Gaining his witness
Writing to a friend in December 1880, Bishop Alexander McRae of the Eleventh Ward in Salt Lake City commented on the process of gaining a testimony and the circumstances in which he had gained his own witness of the gospel over 40 years earlier.
McRae, a Southerner, had served in the U.S. Army from 1829 to 1834, being stationed in Arkansas Territory to police the Indians. After his discharge he worked as an itinerant tailor, accepting employment later that year with David Fitzgerald in a small town in Kentucky. He soon married David's sister Eunice and moved to Ripley County, Indiana, where Eunice's parents were then living.
In 1837 the McRaes were visited on their farm by Mormon elders. Alexander, a Baptist, became interested when he learned that the elders taught baptism by immersion. Several times he and Eunice walked eight miles, carrying their baby son, John, to hear the missionaries preach.
As Alexander listened to the elders, he decided that he must meet the Prophet before he could know whether or not the missionaries' claims were true. Bishop McRae records in his 1880 letter that he left for Kirtland, Ohio, over 300 miles away, to meet Joseph Smith, "but before I got a great way on my journey I concluded the Lord could show me whether Mormonism was true or not just as well without my going there as if I went, and I turned and went back and learned it was true without going anywhere out of my own neighborhood."

#### [Task to complete]
Continue the account of how Alexander McRae gained his witness of the gospel, starting right after its final sentence and keeping it apart from the data that follows.

#### [Supplied material]
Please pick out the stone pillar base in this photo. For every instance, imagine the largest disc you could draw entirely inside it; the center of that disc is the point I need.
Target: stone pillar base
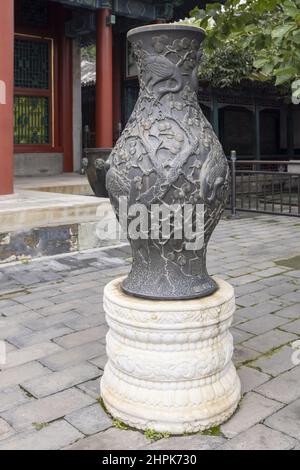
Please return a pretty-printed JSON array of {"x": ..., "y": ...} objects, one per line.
[{"x": 169, "y": 362}]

#### [Output below]
After receiving a spiritual confirmation that the gospel was true, Alexander made a complete reversal of his life, as his wife later noted. The McRaes were baptized by Elder Elisha P. Davis in June 1837. They walked 16 miles to the place of baptism, despite the fact that a mob of 200 men had gathered to prevent their baptism.
Alexander later had the chance to determine, through personal experience, what kind of man Joseph Smith was. Shortly after their baptism the McRaes gathered with the saints in northern Missouri, and a year later Alexander was one of five men imprisoned with the Prophet in Liberty Jail. During the rest of his life he bore testimony of the gospel and of God's selection of Joseph Smith as His instrument for its restoration in the latter days.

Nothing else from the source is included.